Return the line containing "the car window" and all lines after it exactly; stop at the end of the material.

◆ ◆ ◆ ◆

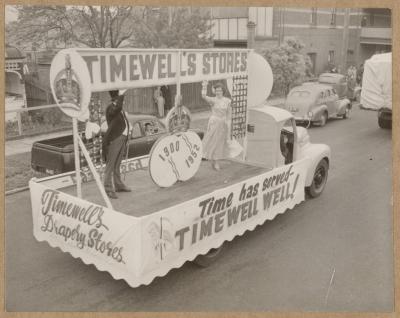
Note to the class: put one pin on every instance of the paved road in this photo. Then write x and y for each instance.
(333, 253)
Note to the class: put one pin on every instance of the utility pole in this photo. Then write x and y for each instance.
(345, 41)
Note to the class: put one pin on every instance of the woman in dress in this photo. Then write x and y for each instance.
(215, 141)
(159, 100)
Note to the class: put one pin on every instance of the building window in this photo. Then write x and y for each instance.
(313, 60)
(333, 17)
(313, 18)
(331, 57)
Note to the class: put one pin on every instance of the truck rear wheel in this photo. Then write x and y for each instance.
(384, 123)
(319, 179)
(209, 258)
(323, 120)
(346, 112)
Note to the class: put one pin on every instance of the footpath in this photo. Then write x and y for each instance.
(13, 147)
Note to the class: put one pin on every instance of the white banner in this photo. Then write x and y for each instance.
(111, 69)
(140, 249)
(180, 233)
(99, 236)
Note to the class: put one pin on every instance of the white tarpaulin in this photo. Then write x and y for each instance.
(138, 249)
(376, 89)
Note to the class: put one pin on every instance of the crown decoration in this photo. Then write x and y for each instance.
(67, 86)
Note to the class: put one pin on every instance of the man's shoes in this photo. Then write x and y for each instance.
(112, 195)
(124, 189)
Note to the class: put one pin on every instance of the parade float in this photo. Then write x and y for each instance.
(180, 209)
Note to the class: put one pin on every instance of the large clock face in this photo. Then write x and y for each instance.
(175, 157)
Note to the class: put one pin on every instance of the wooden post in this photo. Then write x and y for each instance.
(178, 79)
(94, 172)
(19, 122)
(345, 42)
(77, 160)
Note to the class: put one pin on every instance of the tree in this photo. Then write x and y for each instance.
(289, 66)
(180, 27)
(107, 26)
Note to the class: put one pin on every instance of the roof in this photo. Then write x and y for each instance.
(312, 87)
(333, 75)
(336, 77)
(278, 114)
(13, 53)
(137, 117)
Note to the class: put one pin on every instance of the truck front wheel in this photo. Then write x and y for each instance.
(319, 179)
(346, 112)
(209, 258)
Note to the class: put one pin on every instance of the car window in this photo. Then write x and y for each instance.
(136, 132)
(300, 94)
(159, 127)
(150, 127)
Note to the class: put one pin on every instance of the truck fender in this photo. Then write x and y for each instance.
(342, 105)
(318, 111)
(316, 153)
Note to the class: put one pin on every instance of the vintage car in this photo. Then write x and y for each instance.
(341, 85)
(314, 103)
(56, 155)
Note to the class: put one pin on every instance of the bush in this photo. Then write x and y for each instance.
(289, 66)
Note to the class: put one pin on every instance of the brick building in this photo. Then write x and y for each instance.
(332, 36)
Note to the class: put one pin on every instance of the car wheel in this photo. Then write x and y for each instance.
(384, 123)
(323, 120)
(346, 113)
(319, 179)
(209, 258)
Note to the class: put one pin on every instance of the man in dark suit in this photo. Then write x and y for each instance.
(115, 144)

◆ ◆ ◆ ◆

-- Task response --
Note to the class: put one pin on every instance of the car window in this photo. Then write x and y for each instance.
(136, 132)
(300, 94)
(159, 127)
(150, 127)
Note to the class: put one pin on every instance of the truck fender in this photo. Then write x and y for each instance.
(342, 105)
(318, 111)
(316, 153)
Note to the class: put one pin on every instance of the vintage car in this photo. Then write x and y for each instance.
(341, 85)
(314, 103)
(56, 155)
Note to the class: put one pin on every instance of the bush in this photo. Then write x and y for each instance.
(289, 66)
Note to the class: put one pin on every instance of the brick building in this photo. Then write x and y for each instance.
(332, 36)
Note to the class: put one pin on every instance of the car wheel in this photo. Then write x and y for each instance.
(384, 123)
(323, 120)
(346, 113)
(319, 179)
(209, 258)
Note to the class: put one pin on every instance of the man in dark suit in this photo. Then write x and y for each instance.
(115, 144)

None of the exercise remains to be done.